▶ **Your assignment**: Every line of the entries below that mentions "Output" is to be copied out.

(Excerpts from a dataset)
=== Begin Enclosure ===
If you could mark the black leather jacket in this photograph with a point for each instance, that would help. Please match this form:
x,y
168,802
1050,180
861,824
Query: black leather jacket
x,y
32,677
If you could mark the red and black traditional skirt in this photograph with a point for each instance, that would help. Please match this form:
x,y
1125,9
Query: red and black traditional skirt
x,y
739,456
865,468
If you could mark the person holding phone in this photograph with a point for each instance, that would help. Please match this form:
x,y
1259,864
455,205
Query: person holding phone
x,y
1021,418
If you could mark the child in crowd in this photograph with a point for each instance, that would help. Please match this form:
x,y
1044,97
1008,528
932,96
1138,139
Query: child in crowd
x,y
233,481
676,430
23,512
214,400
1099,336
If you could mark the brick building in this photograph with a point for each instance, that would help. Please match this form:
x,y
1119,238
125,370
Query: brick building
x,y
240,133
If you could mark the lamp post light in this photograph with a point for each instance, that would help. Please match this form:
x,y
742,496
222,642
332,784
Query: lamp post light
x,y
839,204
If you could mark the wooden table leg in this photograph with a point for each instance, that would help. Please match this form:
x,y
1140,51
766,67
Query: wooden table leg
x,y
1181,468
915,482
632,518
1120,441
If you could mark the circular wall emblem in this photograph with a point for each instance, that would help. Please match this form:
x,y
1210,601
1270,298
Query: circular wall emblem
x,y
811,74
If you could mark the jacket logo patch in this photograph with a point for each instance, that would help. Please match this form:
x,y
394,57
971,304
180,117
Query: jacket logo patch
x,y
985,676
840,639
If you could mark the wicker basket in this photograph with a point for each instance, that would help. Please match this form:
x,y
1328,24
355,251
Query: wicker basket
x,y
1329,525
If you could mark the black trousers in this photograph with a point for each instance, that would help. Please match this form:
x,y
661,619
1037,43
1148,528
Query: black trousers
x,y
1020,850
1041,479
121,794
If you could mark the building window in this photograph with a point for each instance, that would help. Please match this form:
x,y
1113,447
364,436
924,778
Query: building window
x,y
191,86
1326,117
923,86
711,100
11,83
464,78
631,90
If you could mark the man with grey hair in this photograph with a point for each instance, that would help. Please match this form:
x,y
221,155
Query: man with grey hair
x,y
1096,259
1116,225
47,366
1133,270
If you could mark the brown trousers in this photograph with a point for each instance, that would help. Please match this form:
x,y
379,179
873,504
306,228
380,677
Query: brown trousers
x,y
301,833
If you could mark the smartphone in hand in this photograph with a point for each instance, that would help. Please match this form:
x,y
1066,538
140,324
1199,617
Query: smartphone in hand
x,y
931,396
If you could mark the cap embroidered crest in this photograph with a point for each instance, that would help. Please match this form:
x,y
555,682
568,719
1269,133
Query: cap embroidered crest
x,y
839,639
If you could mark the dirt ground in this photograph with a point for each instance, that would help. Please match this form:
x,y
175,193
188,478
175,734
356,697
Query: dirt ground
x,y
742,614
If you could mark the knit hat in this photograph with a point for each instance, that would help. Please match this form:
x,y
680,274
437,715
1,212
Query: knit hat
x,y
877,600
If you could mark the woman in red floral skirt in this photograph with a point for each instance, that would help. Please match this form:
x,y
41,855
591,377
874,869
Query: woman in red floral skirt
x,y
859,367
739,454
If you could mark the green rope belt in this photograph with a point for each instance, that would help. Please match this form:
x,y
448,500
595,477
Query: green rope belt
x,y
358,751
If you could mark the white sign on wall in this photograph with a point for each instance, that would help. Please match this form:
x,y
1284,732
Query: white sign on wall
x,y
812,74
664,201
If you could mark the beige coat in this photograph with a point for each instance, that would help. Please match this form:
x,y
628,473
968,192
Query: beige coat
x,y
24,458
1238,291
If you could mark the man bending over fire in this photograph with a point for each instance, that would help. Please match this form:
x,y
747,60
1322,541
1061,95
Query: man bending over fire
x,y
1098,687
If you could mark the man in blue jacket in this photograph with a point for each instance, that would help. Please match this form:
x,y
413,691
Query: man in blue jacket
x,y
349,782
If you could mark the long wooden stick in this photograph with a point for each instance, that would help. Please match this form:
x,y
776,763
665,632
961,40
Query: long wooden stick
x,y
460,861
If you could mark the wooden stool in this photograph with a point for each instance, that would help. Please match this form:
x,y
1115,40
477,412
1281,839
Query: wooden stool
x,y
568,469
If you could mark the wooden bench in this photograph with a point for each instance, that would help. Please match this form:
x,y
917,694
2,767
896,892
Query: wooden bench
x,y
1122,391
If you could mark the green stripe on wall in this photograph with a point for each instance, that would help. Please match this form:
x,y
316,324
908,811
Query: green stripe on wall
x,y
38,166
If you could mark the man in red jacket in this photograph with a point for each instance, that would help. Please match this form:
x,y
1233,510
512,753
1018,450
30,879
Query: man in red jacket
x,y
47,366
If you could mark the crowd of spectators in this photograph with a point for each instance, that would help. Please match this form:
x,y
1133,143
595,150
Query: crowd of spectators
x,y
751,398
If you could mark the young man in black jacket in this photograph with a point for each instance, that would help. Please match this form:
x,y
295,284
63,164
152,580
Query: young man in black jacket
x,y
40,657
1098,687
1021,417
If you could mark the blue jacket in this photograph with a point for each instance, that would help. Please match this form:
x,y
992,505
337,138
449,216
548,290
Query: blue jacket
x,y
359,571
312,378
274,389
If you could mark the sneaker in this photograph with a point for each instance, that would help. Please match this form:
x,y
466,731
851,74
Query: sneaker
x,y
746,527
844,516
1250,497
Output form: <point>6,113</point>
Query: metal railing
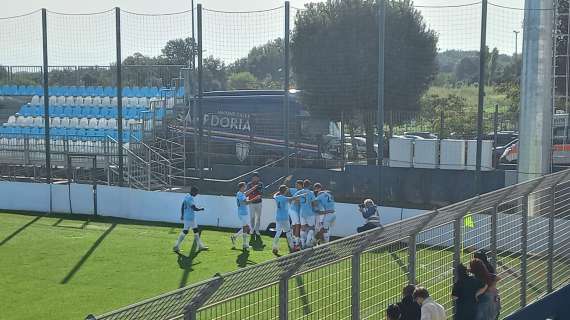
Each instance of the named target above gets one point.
<point>524,227</point>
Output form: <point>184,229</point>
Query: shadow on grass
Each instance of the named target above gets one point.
<point>87,254</point>
<point>242,259</point>
<point>22,228</point>
<point>186,262</point>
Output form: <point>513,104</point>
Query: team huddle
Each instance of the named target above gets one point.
<point>305,213</point>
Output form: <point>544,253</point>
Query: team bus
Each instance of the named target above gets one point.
<point>560,143</point>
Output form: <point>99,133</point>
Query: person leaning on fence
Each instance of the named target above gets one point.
<point>486,306</point>
<point>465,293</point>
<point>431,310</point>
<point>393,312</point>
<point>409,309</point>
<point>492,290</point>
<point>370,214</point>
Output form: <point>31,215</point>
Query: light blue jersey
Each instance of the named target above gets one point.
<point>295,206</point>
<point>306,202</point>
<point>282,202</point>
<point>326,201</point>
<point>188,211</point>
<point>241,199</point>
=== End Enclosure ===
▶ **Completed task**:
Output form: <point>6,113</point>
Output form: <point>184,229</point>
Output form: <point>513,104</point>
Output form: <point>544,253</point>
Output form: <point>99,133</point>
Output form: <point>31,215</point>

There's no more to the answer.